The response must restate all of the data word for word.
START Exercise data
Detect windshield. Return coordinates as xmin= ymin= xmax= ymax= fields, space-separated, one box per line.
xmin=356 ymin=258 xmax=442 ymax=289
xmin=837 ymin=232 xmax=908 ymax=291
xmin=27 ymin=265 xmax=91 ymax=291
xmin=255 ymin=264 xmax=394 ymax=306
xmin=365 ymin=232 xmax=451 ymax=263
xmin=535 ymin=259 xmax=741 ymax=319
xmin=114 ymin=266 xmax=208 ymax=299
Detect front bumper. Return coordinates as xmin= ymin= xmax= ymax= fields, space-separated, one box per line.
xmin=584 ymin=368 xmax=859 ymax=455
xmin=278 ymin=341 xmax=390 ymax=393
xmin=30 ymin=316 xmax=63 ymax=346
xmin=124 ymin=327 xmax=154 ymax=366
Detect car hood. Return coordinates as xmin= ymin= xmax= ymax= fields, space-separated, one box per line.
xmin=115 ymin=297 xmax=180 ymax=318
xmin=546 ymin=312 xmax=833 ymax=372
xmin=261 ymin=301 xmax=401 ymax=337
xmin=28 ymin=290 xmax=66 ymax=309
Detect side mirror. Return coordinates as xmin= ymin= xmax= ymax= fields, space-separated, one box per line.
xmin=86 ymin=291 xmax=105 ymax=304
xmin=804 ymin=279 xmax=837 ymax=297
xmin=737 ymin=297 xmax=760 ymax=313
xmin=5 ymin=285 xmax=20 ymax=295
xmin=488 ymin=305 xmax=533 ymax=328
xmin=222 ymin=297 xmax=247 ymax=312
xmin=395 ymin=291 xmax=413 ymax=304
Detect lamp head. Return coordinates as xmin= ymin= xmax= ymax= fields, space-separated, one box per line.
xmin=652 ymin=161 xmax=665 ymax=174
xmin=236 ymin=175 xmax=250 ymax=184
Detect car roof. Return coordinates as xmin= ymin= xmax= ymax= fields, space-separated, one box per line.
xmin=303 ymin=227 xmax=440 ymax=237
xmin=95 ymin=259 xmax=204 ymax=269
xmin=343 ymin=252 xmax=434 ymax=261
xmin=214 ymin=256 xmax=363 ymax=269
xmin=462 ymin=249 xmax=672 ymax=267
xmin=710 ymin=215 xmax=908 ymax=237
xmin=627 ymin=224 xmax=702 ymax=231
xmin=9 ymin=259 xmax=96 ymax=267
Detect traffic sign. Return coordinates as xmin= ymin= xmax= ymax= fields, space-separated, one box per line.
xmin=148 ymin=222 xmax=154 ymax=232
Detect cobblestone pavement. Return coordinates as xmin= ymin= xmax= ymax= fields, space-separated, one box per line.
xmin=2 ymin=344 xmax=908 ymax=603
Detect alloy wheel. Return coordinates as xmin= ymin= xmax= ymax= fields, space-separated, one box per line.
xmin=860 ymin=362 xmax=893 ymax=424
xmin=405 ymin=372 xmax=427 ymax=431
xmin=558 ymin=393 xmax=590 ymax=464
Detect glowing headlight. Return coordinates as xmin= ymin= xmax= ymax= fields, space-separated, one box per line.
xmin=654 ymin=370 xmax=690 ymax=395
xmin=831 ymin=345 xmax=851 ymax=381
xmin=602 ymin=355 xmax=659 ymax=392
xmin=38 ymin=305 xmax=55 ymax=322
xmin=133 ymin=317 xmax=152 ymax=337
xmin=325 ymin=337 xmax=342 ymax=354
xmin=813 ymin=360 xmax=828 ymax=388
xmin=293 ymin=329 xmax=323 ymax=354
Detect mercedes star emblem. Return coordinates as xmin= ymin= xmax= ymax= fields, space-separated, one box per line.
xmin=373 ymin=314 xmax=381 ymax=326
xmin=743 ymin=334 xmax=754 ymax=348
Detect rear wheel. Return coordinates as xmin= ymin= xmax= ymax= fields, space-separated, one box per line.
END Exercise data
Worked solution:
Detect windshield. Return coordinates as xmin= ymin= xmax= ymax= fields, space-separated, one box per line.
xmin=356 ymin=258 xmax=442 ymax=289
xmin=837 ymin=232 xmax=908 ymax=291
xmin=27 ymin=265 xmax=91 ymax=291
xmin=255 ymin=264 xmax=394 ymax=306
xmin=365 ymin=232 xmax=451 ymax=263
xmin=535 ymin=259 xmax=741 ymax=319
xmin=114 ymin=266 xmax=208 ymax=299
Detect front bumper. Return coordinates as xmin= ymin= xmax= ymax= fields, space-separated, one box per line.
xmin=584 ymin=368 xmax=859 ymax=455
xmin=278 ymin=341 xmax=390 ymax=393
xmin=30 ymin=316 xmax=63 ymax=346
xmin=124 ymin=327 xmax=154 ymax=366
Detect car hood. Return coordinates as xmin= ymin= xmax= ymax= fields, space-separated, one box per line.
xmin=115 ymin=297 xmax=180 ymax=318
xmin=546 ymin=312 xmax=833 ymax=372
xmin=261 ymin=301 xmax=401 ymax=337
xmin=28 ymin=290 xmax=66 ymax=309
Detect side mirror. Return coordinates as xmin= ymin= xmax= ymax= fields, space-separated, one box per line.
xmin=86 ymin=291 xmax=105 ymax=304
xmin=804 ymin=279 xmax=837 ymax=297
xmin=737 ymin=297 xmax=760 ymax=313
xmin=5 ymin=285 xmax=20 ymax=295
xmin=488 ymin=305 xmax=533 ymax=328
xmin=222 ymin=297 xmax=247 ymax=312
xmin=395 ymin=291 xmax=413 ymax=304
Detect lamp head. Return coordinates as xmin= ymin= xmax= ymax= fields, space-separated, one box per line.
xmin=652 ymin=161 xmax=665 ymax=174
xmin=236 ymin=175 xmax=250 ymax=184
Detect car roof. Return coordinates as xmin= ymin= xmax= ymax= fields, space-separated, one box per line.
xmin=303 ymin=227 xmax=440 ymax=237
xmin=95 ymin=259 xmax=204 ymax=269
xmin=343 ymin=252 xmax=434 ymax=261
xmin=214 ymin=256 xmax=363 ymax=269
xmin=462 ymin=249 xmax=672 ymax=267
xmin=710 ymin=215 xmax=908 ymax=237
xmin=627 ymin=224 xmax=702 ymax=231
xmin=9 ymin=259 xmax=96 ymax=267
Detect traffic sign. Return coordinates as xmin= ymin= xmax= ymax= fields, space-separated, one box per line.
xmin=148 ymin=222 xmax=154 ymax=232
Detect cobblestone pavement. Return coordinates as xmin= ymin= xmax= ymax= fields, space-separated, one box per line.
xmin=2 ymin=344 xmax=908 ymax=603
Detect alloy wheel. Return coordinates as xmin= ymin= xmax= ymax= fields, space-separated, one box per line.
xmin=860 ymin=362 xmax=893 ymax=424
xmin=405 ymin=372 xmax=427 ymax=431
xmin=558 ymin=393 xmax=590 ymax=464
Detect glowing headlight. Return coordinates as xmin= ymin= xmax= ymax= fields, space-separated, one box per line.
xmin=654 ymin=370 xmax=690 ymax=395
xmin=831 ymin=345 xmax=851 ymax=381
xmin=602 ymin=355 xmax=659 ymax=392
xmin=38 ymin=305 xmax=55 ymax=322
xmin=133 ymin=317 xmax=152 ymax=337
xmin=325 ymin=337 xmax=342 ymax=354
xmin=813 ymin=360 xmax=828 ymax=388
xmin=293 ymin=329 xmax=323 ymax=354
Detect mercedes star emblem. Return coordinates as xmin= ymin= xmax= ymax= fields, space-separated, one box per line.
xmin=373 ymin=314 xmax=381 ymax=326
xmin=743 ymin=334 xmax=754 ymax=348
Detect rear wheel. Return coordinates as xmin= ymin= xmax= ymax= fields, space-separated, one box per line.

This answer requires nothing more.